| REQUIRED ACTIONS |
1. Write out the stretch of the biosecurity passage from "Hon Sam Basil, Deputy" through "and export revenue.".
2. Summarize the text on biosecurity threats to Papua New Guinea agriculture in two sentences.
3. List every pest or disease the Papua New Guinea biosecurity text names as having affected the country, keeping the wording it uses.

| EXCERPT PROVIDED |
Hon Sam Basil, Deputy Opposition Leader is concerned that whilst we deal and focus on the non-renewable resource extraction sector, we have turned a blind eye as well as forgotten that majority of the population rely on customary land and agricultural production to cater everyday for food, money for education and health costs, clothing, transport charges and other needs.
Hon Basil said that that since 2000, the country is been subjected to various incursions by pest and diseases that continues to affect the livelihoods of our people and may ultimately cause havoc on agricultural production and threatening food security and export revenue.
|Photo credit: Sam Basil|
The Deputy Opposition Leader said that Bio Security threats pose a major risk to the majority of the people of Papua New Guinea who rely on Agriculture and Livestock, where 85 percent of the people engage as smallholder farmers by using 97 percent of total land area being customary.
He said PNG experienced the coffee rust disease in 1986, Potato Leaf Blight in 1990’s followed by Cane Sugar Blight, Varroa Mite (bee and pollination), Coffee Berry and Cocoa Pod Borer, Cattle tick, Newcastle Disease and now coconut and betel nut palms wilting and dying out.

| DATA SUPPLIED |
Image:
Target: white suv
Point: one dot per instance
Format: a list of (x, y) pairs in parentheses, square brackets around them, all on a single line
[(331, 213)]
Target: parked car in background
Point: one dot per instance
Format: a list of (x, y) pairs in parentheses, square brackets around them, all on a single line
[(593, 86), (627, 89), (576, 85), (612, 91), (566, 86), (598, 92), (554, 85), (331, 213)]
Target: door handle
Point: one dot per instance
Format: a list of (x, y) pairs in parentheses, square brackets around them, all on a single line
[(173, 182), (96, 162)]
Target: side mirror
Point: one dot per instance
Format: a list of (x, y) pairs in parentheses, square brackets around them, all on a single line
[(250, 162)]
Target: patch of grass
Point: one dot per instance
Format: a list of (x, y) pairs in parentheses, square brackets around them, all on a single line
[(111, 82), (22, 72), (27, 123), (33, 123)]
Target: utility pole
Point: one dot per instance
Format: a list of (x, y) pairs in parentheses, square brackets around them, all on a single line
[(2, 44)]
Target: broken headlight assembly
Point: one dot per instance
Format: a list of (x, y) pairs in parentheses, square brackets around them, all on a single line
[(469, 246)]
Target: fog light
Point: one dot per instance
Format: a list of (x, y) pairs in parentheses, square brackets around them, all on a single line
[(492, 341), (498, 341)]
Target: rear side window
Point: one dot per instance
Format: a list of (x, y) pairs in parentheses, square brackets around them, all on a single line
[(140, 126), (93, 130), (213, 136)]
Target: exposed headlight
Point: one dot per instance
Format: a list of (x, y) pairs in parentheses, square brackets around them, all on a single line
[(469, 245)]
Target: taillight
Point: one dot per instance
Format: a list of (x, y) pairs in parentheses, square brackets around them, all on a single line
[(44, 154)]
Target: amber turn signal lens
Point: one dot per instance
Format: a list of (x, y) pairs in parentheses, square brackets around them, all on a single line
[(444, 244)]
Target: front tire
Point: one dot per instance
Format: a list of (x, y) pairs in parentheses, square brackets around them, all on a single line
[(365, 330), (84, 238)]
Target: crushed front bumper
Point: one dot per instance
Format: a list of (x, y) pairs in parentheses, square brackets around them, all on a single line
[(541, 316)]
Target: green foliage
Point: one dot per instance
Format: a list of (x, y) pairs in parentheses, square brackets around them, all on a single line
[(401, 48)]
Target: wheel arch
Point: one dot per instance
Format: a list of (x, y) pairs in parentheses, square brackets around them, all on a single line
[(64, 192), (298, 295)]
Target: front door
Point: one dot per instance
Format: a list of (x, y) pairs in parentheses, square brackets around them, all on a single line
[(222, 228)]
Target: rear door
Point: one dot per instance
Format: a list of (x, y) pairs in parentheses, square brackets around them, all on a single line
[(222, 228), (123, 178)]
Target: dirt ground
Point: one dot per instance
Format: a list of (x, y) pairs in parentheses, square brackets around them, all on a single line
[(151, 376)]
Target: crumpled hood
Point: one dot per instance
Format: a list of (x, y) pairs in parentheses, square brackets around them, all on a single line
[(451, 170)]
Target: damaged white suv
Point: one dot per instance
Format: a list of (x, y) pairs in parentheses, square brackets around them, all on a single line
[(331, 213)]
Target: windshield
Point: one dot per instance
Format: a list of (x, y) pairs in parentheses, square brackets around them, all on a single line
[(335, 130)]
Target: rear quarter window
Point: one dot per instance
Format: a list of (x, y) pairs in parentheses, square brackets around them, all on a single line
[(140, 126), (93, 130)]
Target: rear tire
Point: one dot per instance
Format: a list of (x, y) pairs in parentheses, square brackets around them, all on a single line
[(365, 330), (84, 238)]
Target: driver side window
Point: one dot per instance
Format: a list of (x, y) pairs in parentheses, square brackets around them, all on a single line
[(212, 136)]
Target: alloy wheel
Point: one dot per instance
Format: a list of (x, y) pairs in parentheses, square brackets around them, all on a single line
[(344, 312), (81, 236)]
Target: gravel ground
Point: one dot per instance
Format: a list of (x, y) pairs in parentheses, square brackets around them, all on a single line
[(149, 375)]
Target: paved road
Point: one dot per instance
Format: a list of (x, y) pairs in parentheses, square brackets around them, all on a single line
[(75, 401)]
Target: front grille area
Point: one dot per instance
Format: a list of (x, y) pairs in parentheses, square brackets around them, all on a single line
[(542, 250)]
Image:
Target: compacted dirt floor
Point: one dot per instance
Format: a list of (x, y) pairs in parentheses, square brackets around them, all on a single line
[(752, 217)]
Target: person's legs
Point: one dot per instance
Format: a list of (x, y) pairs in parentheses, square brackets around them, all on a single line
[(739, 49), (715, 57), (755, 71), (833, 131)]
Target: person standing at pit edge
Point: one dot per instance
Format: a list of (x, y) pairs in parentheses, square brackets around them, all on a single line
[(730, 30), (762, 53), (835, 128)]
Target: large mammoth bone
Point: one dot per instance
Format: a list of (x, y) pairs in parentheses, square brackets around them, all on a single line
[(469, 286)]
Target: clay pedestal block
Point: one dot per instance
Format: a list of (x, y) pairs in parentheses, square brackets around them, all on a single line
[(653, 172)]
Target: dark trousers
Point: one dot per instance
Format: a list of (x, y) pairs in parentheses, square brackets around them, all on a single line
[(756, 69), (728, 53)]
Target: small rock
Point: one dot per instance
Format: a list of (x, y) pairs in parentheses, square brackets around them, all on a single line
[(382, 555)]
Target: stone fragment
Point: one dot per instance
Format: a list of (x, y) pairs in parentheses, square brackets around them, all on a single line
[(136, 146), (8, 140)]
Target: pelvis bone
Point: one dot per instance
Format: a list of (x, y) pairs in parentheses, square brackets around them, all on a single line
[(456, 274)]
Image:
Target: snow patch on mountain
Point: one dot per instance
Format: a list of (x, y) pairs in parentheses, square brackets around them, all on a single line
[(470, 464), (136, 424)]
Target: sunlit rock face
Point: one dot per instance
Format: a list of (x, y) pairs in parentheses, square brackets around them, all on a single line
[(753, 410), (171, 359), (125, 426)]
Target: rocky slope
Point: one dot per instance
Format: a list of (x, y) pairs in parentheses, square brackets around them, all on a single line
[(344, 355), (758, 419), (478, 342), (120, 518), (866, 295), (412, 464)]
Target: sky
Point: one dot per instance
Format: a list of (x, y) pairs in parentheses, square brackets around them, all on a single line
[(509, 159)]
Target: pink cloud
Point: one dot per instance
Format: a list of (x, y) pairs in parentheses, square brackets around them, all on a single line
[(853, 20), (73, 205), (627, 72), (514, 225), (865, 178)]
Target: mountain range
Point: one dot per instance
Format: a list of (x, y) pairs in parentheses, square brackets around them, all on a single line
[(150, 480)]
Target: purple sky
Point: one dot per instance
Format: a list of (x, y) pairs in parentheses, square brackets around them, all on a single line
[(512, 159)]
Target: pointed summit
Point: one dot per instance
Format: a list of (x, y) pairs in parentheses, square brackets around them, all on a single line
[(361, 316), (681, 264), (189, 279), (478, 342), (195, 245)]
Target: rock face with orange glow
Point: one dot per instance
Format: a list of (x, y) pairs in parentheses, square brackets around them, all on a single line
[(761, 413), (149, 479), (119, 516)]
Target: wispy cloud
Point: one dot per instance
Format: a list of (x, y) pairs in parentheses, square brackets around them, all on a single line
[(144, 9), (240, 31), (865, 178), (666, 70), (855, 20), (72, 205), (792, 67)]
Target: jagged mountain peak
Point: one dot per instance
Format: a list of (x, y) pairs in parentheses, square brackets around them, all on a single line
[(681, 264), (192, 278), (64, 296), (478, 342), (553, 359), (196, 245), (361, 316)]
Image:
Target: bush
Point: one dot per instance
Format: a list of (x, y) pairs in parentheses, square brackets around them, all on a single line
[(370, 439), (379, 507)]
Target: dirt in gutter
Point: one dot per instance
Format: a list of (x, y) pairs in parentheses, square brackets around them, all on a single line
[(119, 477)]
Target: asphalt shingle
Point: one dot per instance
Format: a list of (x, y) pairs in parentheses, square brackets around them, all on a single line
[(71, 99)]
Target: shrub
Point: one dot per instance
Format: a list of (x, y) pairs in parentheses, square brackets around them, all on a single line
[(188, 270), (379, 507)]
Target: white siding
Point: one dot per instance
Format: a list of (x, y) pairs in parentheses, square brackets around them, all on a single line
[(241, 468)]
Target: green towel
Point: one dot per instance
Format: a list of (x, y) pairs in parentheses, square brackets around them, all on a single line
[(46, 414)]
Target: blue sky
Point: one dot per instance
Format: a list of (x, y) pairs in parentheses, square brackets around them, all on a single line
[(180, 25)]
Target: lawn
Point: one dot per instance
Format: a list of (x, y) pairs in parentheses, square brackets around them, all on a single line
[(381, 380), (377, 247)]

| ANSWERS BY TASK |
1.
Hon Sam Basil, Deputy Opposition Leader is concerned that whilst we deal and focus on the non-renewable resource extraction sector, we have turned a blind eye as well as forgotten that majority of the population rely on customary land and agricultural production to cater everyday for food, money for education and health costs, clothing, transport charges and other needs.
Hon Basil said that that since 2000, the country is been subjected to various incursions by pest and diseases that continues to affect the livelihoods of our people and may ultimately cause havoc on agricultural production and threatening food security and export revenue.

2. Deputy Opposition Leader Sam Basil is concerned that the focus on non-renewable resource extraction has led to neglect of customary land and agriculture, on which most of Papua New Guinea's population relies for food, education and health costs, and other needs. He says pest and disease incursions since 2000 continue to affect livelihoods and threaten food security and export revenue, and that biosecurity threats pose a major risk in a country where 85 percent of people are smallholder farmers on customary land.

3.
- coffee rust disease
- Potato Leaf Blight
- Cane Sugar Blight
- Varroa Mite
- Coffee Berry and Cocoa Pod Borer
- Cattle tick
- Newcastle Disease